Objectives ->
[A] Answer these questions about the passage on grid energy storage:
(i) By how much has electricity generated by renewables in the U.S. changed over the past decade?
(ii) In what month and year did the EIA forecast that nonhydroelectric renewables would be the fastest-growing slice of the electricity portfolio?
(iii) Which energy-storage technology does the passage single out?
[B] Please reproduce the passage on grid energy storage word for word, from "The way the" up to and including "in the grid.".

A roadblock to sustainable energy solutions is coming unstuck

The way the world gets its electricity is undergoing a rapid transition, driven by both the increased urgency of decarbonizing energy systems and the plummeting costs of wind and solar technology. In the past decade electricity generated by renewables in the U.S. has doubled, primarily from wind and solar installations, according to the Energy Information Administration. In January 2019 the EIA forecast that wind, solar and other nonhydroelectric renewables would be the fastest-growing slice of the electricity portfolio for the next two years. But the intermittent nature of those sources means that electric utilities need a way to keep energy in their back pocket for when the sun is not shining and the winds are calm. That need is increasing interest in energy-storage technology—in particular, lithium-ion batteries, which are finally poised to be more than just a bit player in the grid.

(Annotation dataset entries)
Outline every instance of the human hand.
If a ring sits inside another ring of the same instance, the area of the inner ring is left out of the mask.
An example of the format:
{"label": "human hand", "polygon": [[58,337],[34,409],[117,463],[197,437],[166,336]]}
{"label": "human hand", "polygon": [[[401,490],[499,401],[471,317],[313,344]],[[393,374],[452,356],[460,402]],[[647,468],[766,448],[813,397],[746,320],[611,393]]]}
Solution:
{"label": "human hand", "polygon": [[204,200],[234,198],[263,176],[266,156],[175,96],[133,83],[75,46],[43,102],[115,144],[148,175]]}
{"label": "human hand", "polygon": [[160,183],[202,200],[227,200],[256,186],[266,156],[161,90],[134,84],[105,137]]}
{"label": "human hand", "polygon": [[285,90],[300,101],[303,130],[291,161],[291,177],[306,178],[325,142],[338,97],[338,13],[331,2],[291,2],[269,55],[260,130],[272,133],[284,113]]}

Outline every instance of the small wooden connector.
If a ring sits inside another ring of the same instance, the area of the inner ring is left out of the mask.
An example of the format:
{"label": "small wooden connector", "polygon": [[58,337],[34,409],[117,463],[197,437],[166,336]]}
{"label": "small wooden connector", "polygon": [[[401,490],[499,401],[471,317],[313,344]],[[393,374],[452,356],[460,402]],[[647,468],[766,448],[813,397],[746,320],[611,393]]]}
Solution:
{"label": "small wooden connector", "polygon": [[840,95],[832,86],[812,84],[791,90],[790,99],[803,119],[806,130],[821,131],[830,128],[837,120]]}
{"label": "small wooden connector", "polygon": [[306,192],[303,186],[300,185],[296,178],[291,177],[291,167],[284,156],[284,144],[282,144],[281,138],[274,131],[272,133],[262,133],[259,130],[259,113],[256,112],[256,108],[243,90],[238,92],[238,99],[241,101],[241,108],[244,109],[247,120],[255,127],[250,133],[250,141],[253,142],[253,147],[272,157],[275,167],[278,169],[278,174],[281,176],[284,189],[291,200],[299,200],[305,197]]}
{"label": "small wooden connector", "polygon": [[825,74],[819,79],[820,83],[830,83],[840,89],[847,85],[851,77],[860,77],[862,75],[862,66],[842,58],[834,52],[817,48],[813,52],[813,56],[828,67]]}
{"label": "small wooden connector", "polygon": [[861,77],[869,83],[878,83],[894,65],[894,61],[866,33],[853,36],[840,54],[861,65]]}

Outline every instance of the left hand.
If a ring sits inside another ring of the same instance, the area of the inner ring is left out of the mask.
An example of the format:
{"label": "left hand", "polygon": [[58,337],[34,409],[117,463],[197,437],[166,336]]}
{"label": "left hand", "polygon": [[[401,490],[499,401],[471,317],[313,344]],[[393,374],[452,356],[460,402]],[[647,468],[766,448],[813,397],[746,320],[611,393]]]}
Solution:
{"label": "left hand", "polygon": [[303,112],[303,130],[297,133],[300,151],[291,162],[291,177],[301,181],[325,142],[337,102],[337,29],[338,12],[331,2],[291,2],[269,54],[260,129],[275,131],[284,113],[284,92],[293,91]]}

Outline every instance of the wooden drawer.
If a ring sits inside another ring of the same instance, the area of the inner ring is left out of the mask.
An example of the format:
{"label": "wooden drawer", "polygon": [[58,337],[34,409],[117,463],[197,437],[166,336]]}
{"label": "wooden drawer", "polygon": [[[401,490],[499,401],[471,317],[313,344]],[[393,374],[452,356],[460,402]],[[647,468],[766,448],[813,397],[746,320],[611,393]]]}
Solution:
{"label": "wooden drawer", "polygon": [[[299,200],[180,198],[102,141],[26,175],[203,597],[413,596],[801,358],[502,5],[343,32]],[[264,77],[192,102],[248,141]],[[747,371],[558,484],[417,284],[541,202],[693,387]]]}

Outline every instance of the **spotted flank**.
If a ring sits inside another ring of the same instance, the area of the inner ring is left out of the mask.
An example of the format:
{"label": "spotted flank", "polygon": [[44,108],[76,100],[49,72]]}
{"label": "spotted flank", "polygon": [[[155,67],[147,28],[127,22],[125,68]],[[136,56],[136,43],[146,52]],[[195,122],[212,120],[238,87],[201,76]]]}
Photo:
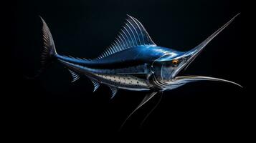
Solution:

Answers to the problems ->
[A]
(i) It has doubled.
(ii) January 2019.
(iii) Lithium-ion batteries.

[B]
The way the world gets its electricity is undergoing a rapid transition, driven by both the increased urgency of decarbonizing energy systems and the plummeting costs of wind and solar technology. In the past decade electricity generated by renewables in the U.S. has doubled, primarily from wind and solar installations, according to the Energy Information Administration. In January 2019 the EIA forecast that wind, solar and other nonhydroelectric renewables would be the fastest-growing slice of the electricity portfolio for the next two years. But the intermittent nature of those sources means that electric utilities need a way to keep energy in their back pocket for when the sun is not shining and the winds are calm. That need is increasing interest in energy-storage technology—in particular, lithium-ion batteries, which are finally poised to be more than just a bit player in the grid.